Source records
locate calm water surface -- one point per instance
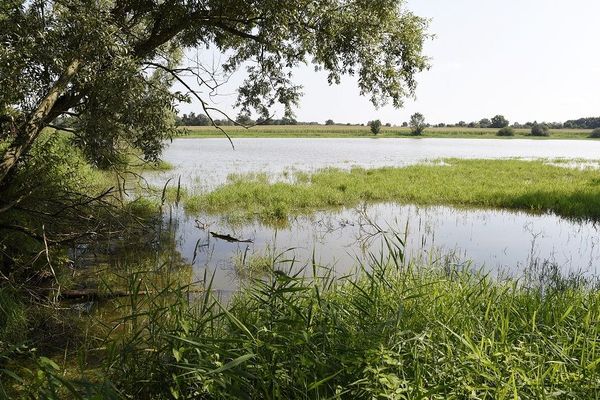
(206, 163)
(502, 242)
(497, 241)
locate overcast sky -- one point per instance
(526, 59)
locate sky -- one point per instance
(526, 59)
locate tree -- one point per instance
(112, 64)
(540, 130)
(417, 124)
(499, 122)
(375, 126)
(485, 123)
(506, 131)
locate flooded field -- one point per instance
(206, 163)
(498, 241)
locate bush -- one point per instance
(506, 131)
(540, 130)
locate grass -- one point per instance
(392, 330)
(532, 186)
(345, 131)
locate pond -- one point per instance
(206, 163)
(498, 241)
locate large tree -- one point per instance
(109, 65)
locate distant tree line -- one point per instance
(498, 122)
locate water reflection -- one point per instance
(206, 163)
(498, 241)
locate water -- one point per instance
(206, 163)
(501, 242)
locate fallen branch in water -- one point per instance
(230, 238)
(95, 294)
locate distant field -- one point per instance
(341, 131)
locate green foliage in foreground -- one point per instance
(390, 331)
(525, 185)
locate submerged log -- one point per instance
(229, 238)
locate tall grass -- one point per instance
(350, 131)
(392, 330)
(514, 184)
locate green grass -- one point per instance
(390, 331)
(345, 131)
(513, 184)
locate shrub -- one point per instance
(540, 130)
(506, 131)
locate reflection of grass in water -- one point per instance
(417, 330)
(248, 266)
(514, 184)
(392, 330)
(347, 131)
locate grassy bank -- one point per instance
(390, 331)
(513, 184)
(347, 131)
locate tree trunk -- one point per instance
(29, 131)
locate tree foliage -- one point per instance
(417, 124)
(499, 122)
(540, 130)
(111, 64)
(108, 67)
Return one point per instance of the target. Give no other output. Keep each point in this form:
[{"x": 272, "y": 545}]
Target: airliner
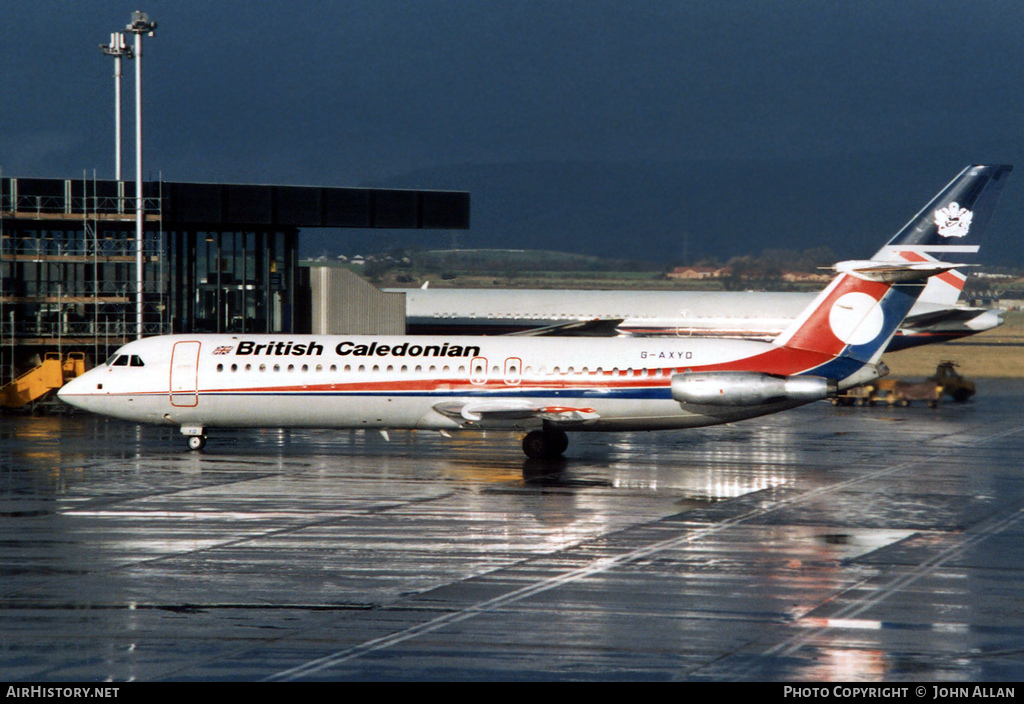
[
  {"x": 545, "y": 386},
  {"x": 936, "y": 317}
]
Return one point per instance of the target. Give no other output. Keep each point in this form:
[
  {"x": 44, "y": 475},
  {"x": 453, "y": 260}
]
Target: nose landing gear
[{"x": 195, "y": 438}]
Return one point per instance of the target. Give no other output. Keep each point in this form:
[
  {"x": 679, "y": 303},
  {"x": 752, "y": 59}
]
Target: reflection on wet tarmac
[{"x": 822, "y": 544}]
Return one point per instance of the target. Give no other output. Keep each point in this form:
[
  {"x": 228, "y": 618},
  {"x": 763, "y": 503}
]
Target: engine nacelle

• Prompt: Each record above is to be returned unchanged, while any picture it holds stays out.

• Problem solution:
locate calm water surface -- one point per instance
(206, 163)
(502, 242)
(497, 241)
locate overcast sky -- one point per instance
(526, 59)
locate sky -- one point per instance
(526, 59)
locate tree -- one point per instance
(112, 64)
(540, 130)
(417, 124)
(499, 122)
(375, 126)
(485, 123)
(506, 131)
locate flooded field -- one point per instance
(206, 163)
(498, 241)
locate bush -- one point per instance
(506, 131)
(540, 130)
locate grass -- one point per instance
(392, 330)
(532, 186)
(345, 131)
locate pond -- one point per instance
(206, 163)
(498, 241)
locate large tree -- one point per instance
(109, 65)
locate distant tree line -- one point per instance
(498, 122)
locate water reflection -- one point per instance
(206, 163)
(498, 241)
locate water -- one point per instance
(206, 163)
(501, 242)
locate fallen branch in water -- one point per instance
(230, 238)
(95, 294)
locate distant field -- one point per instance
(341, 131)
locate green foliage in foreground -- one point per instance
(390, 331)
(525, 185)
locate submerged log -- one point per instance
(229, 238)
locate tall grass -- one point per instance
(350, 131)
(392, 330)
(514, 184)
locate green grass -- one point per instance
(390, 331)
(345, 131)
(513, 184)
locate shrub -- one point per instance
(540, 130)
(506, 131)
locate reflection of grass in water -- one point per instance
(417, 330)
(248, 266)
(514, 184)
(392, 330)
(347, 131)
locate grassy bank -- one point per instance
(390, 331)
(513, 184)
(347, 131)
locate tree trunk -- one point per instance
(29, 131)
locate tree foliage -- one point per instance
(417, 124)
(499, 122)
(540, 130)
(111, 64)
(108, 67)
Return one point per instance of the target. Give no other output. Keep each point in this form:
[{"x": 272, "y": 545}]
Target: airliner
[
  {"x": 545, "y": 386},
  {"x": 936, "y": 317}
]
Return one point per instance of the target. Give no other output. Keep each point in this form:
[
  {"x": 44, "y": 475},
  {"x": 453, "y": 260}
]
Target: nose landing gear
[{"x": 195, "y": 438}]
Return one point per instance of the target. Give no other output. Keep each point in this form:
[
  {"x": 679, "y": 303},
  {"x": 752, "y": 59}
]
Target: reflection on wet tarmac
[{"x": 822, "y": 544}]
Return one point per instance of the target. Give no other output. Keep each point in this form:
[
  {"x": 228, "y": 618},
  {"x": 763, "y": 503}
]
Target: engine nacelle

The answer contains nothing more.